§ Data rows
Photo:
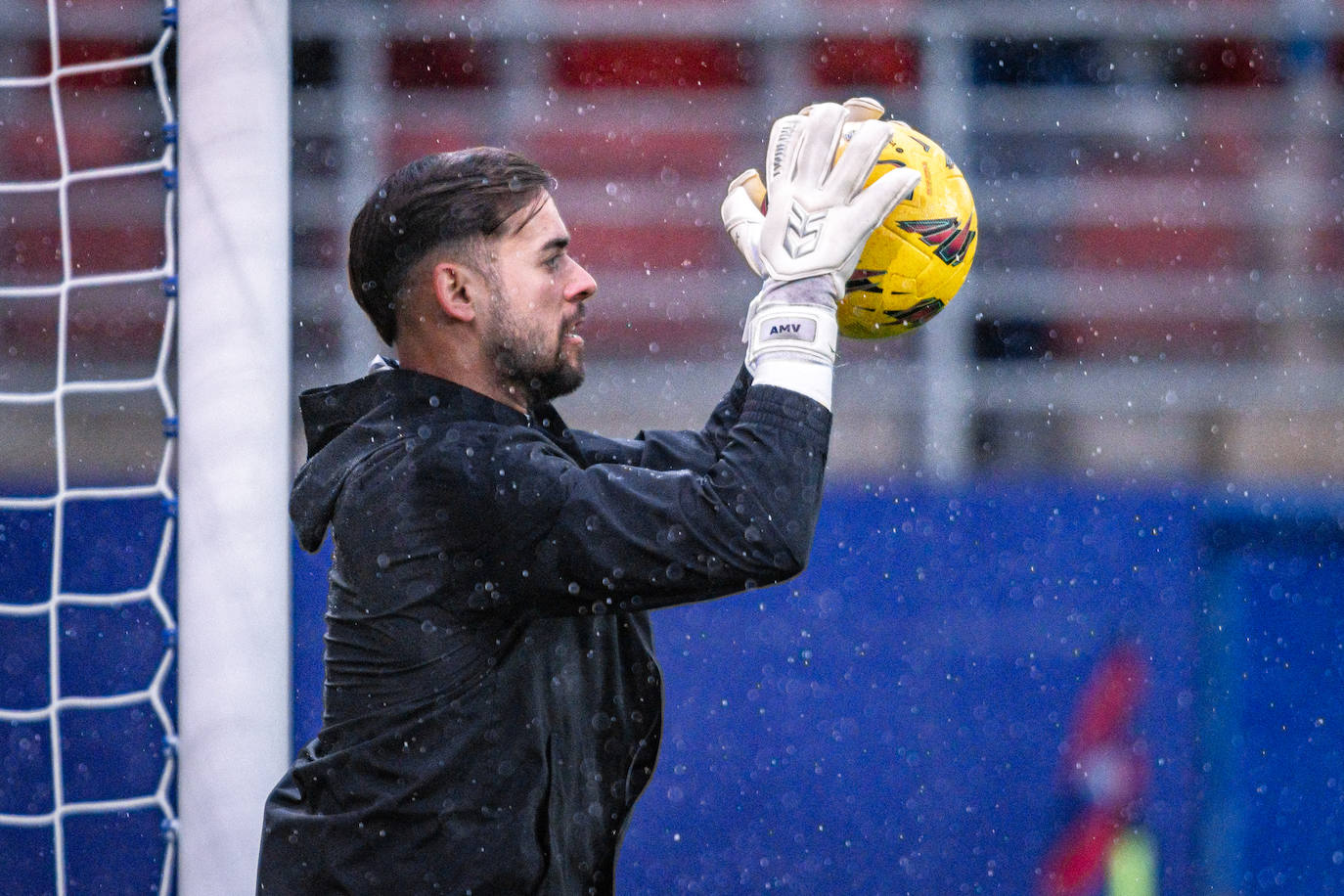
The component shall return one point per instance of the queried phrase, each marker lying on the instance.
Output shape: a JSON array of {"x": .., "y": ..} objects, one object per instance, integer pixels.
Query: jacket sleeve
[
  {"x": 617, "y": 536},
  {"x": 672, "y": 449}
]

§ Problem description
Swap "instance" for "occurrence" throughout the records and write them out again with nothing else changed. Leave the pictures out.

§ Full solution
Photo:
The component shall return one point per occurrence of the queried phrase, each marker lying on the occurrence.
Output shape: a JSON array of {"x": .., "y": ..} objects, one object per occurrence, integer pixels.
Query: jacket sleeve
[
  {"x": 617, "y": 536},
  {"x": 672, "y": 449}
]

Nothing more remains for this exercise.